─── Supplied material ───
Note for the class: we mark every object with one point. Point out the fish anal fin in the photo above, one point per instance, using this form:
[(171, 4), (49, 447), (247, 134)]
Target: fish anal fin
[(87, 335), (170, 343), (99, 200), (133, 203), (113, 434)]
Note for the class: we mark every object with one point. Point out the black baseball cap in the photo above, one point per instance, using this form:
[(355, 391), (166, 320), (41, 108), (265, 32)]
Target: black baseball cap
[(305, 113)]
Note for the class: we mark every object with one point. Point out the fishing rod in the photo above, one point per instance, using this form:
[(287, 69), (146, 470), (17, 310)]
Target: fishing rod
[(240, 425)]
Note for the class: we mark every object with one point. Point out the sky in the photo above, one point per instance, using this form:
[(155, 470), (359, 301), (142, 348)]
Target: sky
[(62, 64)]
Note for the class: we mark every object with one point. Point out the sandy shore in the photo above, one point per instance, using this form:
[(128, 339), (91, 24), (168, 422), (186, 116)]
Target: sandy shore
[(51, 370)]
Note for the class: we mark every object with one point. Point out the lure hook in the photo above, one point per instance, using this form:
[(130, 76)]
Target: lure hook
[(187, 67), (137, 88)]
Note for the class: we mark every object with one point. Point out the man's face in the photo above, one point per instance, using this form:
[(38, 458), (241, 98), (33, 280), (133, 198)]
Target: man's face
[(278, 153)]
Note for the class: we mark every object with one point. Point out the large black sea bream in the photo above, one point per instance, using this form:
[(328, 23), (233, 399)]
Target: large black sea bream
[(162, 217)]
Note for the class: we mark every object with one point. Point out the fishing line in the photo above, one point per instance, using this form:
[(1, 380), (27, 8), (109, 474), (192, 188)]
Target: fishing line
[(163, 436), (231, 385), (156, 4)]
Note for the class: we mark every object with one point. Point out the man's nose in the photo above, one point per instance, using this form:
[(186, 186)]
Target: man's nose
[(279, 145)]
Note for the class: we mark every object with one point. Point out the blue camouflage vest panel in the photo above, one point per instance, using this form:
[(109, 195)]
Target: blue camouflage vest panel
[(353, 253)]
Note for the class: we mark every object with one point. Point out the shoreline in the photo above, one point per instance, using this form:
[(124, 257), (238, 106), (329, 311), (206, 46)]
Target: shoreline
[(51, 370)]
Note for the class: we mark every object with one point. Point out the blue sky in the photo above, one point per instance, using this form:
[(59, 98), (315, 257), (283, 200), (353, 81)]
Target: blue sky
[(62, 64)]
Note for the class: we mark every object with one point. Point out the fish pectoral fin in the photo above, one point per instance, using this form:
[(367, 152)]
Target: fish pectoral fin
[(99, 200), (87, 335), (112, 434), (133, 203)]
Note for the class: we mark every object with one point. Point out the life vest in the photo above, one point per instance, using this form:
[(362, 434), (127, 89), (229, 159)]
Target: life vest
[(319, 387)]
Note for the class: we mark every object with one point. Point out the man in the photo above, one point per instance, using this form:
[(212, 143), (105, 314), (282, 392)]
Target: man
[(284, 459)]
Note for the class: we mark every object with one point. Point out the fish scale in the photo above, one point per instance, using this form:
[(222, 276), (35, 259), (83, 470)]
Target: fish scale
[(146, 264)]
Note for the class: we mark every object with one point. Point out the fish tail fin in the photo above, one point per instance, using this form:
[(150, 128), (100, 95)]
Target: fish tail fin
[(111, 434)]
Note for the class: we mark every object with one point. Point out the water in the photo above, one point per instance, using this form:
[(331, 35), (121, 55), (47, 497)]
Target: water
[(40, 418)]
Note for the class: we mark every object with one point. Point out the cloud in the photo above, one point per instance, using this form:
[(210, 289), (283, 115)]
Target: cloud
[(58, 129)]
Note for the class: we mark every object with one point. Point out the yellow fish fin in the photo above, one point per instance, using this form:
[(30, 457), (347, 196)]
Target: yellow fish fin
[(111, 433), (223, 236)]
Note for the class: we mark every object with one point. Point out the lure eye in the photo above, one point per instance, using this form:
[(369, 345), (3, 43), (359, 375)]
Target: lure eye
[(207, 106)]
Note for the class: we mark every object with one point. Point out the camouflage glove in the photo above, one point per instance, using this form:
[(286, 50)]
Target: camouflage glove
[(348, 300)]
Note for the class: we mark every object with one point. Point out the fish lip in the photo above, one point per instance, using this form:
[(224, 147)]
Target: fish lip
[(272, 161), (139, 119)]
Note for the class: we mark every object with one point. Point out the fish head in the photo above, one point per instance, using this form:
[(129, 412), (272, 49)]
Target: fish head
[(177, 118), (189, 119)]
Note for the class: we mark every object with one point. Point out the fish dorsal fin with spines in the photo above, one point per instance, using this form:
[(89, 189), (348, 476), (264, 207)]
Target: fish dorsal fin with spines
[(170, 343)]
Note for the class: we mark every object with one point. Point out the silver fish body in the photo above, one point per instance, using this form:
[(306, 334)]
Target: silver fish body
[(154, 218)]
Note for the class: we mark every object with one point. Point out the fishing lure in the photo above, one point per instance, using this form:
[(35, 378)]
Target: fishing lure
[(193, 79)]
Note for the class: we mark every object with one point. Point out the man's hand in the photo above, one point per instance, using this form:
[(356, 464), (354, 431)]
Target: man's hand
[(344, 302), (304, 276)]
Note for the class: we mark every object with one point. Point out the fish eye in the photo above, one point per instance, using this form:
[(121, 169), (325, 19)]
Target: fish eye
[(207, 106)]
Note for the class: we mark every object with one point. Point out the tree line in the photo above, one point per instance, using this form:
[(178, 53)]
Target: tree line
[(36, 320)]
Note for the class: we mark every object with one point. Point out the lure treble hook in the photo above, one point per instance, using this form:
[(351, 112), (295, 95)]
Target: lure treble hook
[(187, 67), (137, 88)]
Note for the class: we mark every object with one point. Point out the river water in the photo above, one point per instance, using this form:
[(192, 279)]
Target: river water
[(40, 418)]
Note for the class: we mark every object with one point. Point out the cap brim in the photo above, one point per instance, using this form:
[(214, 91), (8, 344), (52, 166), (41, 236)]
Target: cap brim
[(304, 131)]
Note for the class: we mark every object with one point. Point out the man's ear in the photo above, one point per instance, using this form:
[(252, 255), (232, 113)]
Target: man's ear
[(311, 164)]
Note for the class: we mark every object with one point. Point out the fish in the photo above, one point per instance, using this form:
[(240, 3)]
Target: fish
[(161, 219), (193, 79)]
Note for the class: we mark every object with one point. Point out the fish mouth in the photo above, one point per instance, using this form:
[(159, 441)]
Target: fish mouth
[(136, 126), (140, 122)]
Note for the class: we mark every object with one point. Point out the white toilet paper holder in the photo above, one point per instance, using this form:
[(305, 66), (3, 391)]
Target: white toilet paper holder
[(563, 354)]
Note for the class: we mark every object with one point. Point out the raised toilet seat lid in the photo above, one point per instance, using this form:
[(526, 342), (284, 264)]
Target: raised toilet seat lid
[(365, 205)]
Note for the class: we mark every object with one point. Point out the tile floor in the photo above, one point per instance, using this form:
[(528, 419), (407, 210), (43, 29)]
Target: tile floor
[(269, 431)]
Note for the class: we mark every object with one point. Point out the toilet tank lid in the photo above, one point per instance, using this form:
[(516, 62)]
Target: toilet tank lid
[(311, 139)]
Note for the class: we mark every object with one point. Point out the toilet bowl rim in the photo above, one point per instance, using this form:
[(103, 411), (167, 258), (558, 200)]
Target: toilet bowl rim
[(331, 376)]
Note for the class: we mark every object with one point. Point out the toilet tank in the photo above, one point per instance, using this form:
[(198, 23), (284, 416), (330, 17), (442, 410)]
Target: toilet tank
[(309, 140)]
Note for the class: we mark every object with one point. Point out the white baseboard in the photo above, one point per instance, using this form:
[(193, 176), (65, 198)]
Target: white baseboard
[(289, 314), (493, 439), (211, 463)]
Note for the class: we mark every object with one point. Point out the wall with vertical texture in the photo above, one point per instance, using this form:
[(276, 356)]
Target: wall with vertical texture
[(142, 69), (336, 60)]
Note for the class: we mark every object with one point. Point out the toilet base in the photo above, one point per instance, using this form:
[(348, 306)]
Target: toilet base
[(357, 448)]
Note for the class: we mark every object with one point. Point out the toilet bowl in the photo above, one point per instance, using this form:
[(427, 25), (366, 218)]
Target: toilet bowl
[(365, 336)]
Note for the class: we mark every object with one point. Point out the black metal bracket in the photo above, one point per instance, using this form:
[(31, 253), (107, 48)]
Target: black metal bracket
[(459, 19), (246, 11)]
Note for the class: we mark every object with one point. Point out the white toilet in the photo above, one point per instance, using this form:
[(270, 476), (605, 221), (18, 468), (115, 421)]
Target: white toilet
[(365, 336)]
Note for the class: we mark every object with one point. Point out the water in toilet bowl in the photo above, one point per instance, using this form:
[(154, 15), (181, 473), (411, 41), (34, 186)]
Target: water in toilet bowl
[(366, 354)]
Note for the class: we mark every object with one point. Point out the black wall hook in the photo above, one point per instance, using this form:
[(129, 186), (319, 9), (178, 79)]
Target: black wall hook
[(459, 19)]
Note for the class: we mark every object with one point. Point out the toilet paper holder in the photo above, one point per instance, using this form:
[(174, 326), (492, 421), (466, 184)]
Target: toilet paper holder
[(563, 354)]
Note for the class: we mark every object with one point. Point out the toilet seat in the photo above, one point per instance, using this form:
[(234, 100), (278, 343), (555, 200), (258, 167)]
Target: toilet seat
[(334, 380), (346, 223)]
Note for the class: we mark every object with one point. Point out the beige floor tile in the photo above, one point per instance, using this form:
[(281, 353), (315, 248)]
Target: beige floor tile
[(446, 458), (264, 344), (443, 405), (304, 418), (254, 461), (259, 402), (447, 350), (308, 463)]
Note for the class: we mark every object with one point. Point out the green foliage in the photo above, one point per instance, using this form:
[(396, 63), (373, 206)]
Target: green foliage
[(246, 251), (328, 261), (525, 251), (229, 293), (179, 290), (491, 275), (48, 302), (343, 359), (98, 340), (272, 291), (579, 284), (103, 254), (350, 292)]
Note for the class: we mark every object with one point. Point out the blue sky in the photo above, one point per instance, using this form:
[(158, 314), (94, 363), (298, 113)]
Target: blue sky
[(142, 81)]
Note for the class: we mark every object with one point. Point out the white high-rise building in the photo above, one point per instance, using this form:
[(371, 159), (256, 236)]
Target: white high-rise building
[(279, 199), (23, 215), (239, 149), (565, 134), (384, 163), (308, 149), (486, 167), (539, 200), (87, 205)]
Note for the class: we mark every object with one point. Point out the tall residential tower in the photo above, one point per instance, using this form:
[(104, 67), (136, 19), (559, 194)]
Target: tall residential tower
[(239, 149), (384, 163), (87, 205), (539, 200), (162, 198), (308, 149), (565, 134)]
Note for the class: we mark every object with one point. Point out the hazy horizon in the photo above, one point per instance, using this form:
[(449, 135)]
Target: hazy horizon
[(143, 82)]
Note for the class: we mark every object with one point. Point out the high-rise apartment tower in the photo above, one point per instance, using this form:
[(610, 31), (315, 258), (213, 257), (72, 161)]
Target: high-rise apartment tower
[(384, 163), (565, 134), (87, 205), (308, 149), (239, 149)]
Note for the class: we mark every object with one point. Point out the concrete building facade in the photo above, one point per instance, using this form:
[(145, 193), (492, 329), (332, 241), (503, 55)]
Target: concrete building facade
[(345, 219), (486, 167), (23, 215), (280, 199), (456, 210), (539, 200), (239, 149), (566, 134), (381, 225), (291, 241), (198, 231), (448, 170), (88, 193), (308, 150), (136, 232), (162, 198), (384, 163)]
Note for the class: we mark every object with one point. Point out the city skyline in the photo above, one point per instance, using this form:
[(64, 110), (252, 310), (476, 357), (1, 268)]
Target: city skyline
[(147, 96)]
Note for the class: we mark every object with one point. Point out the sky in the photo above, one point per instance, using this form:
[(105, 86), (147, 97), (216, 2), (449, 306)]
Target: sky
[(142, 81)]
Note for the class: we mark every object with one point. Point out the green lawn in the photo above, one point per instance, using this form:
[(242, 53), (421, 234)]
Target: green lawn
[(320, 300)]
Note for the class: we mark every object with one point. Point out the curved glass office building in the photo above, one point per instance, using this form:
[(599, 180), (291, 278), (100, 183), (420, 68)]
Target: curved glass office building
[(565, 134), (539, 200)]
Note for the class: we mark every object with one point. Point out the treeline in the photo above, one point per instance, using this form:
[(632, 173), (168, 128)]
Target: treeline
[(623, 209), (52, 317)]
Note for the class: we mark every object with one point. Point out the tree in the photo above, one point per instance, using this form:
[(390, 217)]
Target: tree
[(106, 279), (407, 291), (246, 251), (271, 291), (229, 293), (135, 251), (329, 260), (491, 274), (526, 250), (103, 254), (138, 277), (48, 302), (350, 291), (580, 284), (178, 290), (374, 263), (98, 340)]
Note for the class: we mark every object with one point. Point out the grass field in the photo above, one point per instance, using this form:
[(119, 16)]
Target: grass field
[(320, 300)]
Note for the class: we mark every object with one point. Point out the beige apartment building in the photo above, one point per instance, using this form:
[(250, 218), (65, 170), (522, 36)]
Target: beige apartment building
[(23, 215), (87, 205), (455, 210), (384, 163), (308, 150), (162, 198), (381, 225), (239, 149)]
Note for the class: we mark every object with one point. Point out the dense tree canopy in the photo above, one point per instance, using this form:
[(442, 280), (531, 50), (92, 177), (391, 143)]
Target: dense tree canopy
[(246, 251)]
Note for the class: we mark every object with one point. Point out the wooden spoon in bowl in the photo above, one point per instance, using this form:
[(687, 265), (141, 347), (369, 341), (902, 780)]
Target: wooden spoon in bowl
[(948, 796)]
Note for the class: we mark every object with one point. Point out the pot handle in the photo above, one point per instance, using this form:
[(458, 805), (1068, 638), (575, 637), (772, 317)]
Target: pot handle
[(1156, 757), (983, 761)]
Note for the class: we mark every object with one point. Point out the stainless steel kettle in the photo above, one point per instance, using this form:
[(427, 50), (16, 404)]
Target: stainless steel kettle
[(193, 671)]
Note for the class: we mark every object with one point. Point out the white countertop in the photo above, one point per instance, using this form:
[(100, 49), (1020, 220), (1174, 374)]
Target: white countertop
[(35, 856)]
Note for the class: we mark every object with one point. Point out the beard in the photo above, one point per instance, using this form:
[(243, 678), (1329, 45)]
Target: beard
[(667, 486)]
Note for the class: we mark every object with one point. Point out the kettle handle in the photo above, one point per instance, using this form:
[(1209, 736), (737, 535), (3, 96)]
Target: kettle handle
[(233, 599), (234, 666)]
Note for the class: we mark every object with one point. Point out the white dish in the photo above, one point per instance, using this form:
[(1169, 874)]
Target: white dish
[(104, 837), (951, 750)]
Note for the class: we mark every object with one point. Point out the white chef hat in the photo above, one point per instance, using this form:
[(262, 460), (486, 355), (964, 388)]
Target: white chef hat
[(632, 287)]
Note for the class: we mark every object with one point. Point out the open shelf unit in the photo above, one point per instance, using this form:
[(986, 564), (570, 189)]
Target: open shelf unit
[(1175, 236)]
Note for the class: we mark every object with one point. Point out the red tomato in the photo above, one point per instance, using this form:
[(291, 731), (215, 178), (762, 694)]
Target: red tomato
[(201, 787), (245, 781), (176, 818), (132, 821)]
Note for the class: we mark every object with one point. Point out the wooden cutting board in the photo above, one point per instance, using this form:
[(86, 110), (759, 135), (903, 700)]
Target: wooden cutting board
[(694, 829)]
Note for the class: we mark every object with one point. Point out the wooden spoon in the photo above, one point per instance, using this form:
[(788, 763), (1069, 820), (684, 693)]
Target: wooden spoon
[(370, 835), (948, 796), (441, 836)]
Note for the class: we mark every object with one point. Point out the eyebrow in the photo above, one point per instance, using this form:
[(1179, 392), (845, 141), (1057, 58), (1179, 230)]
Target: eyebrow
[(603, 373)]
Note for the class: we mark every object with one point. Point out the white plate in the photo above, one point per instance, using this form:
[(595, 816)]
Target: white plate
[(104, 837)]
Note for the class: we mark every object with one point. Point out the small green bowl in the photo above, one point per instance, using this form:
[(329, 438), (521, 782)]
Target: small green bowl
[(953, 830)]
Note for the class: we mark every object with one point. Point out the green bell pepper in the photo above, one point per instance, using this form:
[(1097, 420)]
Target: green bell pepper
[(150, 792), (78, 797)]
───
= Given instruction =
Set out the material above as a numbered list, from its very start through the line containing "[(305, 113)]", both included, leaving out any blank lines.

= Response =
1. Note for the class: we mark every object with one point. Point out the fish anal fin in the photo above, one point per instance, using this form:
2. [(171, 4), (49, 447), (247, 134)]
3. Target: fish anal fin
4. [(87, 335), (170, 343), (99, 200), (133, 203), (113, 434)]
5. Note for the class: we mark every object with one point. Point out the black baseball cap in the photo above, one point per instance, using this form:
6. [(355, 391), (166, 320), (41, 108), (265, 32)]
7. Target: black baseball cap
8. [(305, 113)]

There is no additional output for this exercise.